## Passage provided

□ □ □ □ □ □ □

James 1: 16 Do not err, my beloved brethren. 17 Every good gift and every perfect gift is from above, and cometh down from the Father of lights, with whom is no variableness, neither shadow of turning.

Thomas Watson was an English Puritan, preacher, and author; who, brings great clarification to this doctrine of repentance. He pastured a church for 16 years. Afterwards he continued to preach for several years until his health became weak. Thomas Watson wrote a great amount of books until his death on the 28th of July 1686. It is said that Thomas Watson died while he was praying in secret.

In chapter three of Thomas Watson’s, “The Doctrine of Repentance,” he titles it; “the nature of true repentance,” which he also attributes it as gospel repentance. Watson amplifies the nature of repentance with six systematic prerequisite categories; these are:

  1. Sight of Sin
  2. Acts 26: 18 To open their eyes, and to turn them from darkness to light, and from the power of Satan unto God, that they may receive forgiveness of sins, and inheritance among them which are sanctified by faith that is in me.

□ □ □ □ □ □ □

## Stored data
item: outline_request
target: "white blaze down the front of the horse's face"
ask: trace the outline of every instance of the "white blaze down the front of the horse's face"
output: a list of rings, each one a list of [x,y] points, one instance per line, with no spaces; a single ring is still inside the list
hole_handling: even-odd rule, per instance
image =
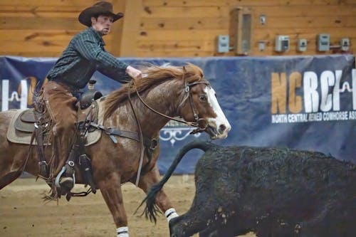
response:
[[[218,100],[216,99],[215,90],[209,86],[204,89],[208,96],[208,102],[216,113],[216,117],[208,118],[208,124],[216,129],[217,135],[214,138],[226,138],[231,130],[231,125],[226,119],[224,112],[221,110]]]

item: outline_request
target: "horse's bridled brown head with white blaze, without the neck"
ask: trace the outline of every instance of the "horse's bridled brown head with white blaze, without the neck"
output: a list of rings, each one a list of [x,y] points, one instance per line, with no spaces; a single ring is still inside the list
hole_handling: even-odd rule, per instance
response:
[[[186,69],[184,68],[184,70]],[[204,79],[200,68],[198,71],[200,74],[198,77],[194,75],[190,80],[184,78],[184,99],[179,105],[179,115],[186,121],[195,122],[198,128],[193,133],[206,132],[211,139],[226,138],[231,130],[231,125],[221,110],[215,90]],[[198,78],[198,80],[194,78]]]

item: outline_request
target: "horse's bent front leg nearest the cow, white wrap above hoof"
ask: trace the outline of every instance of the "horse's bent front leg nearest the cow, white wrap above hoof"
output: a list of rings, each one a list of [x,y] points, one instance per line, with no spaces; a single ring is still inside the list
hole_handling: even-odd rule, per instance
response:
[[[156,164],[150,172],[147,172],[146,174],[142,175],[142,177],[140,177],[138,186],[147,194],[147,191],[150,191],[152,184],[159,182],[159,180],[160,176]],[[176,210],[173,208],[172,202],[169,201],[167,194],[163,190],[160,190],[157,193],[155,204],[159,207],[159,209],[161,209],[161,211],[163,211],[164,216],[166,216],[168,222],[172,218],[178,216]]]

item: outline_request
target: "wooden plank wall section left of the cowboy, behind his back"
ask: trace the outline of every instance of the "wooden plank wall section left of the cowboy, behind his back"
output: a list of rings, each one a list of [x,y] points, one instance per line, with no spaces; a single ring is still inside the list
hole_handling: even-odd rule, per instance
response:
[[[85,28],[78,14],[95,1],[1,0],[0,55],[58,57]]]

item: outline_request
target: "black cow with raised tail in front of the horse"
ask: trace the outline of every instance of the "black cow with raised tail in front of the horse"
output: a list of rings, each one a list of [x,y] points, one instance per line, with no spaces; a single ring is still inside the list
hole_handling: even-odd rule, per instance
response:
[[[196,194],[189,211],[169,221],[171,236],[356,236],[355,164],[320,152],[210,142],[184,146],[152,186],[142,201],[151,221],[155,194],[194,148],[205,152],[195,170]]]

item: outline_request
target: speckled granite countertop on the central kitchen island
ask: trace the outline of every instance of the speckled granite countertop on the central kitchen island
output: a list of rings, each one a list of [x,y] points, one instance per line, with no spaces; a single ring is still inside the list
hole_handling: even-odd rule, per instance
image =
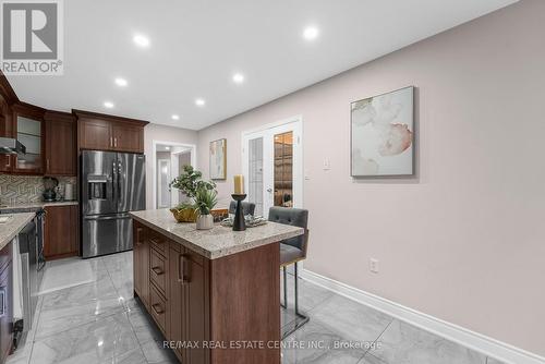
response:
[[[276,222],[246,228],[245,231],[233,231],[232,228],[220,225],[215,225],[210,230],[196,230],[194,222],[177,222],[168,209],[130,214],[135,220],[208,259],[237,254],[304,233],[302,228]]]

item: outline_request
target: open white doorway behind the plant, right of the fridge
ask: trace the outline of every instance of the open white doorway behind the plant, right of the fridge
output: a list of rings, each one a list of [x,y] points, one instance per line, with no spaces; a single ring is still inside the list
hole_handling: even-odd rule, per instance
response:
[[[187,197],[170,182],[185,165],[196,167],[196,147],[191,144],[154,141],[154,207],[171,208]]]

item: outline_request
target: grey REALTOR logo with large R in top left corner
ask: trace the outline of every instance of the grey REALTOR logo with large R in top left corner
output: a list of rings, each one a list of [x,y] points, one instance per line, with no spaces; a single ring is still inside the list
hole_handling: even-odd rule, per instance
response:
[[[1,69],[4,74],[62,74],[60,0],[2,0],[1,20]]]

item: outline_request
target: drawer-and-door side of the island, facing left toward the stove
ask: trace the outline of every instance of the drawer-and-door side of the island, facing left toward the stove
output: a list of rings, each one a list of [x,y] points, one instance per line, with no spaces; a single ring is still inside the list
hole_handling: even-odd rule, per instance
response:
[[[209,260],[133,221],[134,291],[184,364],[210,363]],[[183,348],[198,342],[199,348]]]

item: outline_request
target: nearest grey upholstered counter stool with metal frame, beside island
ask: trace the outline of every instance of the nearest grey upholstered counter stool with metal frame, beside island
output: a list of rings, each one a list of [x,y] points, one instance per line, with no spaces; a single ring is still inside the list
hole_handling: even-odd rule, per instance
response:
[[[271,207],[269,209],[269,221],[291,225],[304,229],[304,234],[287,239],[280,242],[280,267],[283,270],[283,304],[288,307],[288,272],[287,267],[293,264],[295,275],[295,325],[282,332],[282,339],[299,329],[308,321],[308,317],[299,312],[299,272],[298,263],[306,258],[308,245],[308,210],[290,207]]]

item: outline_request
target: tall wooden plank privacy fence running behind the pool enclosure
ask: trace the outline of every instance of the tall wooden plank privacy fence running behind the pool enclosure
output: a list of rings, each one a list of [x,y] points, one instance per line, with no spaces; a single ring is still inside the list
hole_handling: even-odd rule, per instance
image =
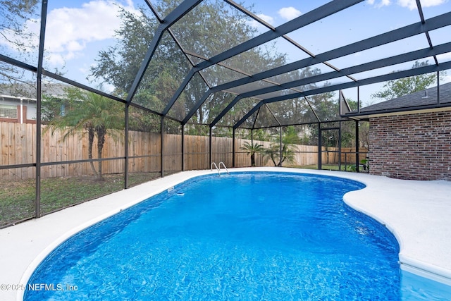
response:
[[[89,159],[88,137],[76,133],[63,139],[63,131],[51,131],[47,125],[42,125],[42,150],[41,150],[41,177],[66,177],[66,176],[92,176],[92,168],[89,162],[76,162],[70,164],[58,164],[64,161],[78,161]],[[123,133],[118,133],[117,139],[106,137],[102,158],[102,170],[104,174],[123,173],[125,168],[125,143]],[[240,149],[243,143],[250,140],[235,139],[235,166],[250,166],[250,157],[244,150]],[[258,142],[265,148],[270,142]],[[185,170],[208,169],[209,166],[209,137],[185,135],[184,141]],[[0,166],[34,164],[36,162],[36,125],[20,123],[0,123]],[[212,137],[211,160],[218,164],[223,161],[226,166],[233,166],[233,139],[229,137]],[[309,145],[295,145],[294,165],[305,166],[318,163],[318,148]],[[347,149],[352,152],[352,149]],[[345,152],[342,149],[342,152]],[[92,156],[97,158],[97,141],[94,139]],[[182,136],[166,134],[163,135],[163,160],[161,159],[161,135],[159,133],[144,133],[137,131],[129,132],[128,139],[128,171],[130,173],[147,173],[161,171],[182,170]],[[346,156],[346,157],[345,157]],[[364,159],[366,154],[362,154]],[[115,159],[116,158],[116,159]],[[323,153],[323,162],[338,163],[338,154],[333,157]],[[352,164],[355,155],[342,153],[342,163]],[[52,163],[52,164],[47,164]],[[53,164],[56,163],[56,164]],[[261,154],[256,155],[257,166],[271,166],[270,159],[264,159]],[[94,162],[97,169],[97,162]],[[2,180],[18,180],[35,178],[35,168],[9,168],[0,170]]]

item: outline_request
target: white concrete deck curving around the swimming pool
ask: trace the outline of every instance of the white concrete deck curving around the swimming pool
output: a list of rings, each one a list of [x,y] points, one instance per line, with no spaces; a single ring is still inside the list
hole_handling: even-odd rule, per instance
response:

□ □ □ □ □ □ □

## Explore the material
1/ Based on the passage about Thomas Watson, do these statements agree with it? Answer yes or no for each, and quote the words from the passage that decide it.
(a) Watson wrote many books up to his death on July 28, 1686.
(b) Watson stopped preaching as soon as he left his church.
(c) Watson titled chapter three of "The Doctrine of Repentance" "the nature of true repentance."
2/ In the passage about Thomas Watson, how many categories does Watson use to amplify the nature of repentance?
3/ Summarize the passage about Thomas Watson in two sentences.

## Solutions
1/
(a) Yes: "Thomas Watson wrote a great amount of books until his death on the 28th of July 1686."
(b) No: "Afterwards he continued to preach for several years until his health became weak."
(c) Yes: "he titles it; “the nature of true repentance,”"

2/ Six systematic prerequisite categories.

3/ Thomas Watson was an English Puritan preacher and author who served a church for 16 years, kept preaching until his health became weak, wrote many books, and died on July 28, 1686. In chapter three of "The Doctrine of Repentance," titled "the nature of true repentance," he describes repentance through six systematic prerequisite categories, the first of which is sight of sin.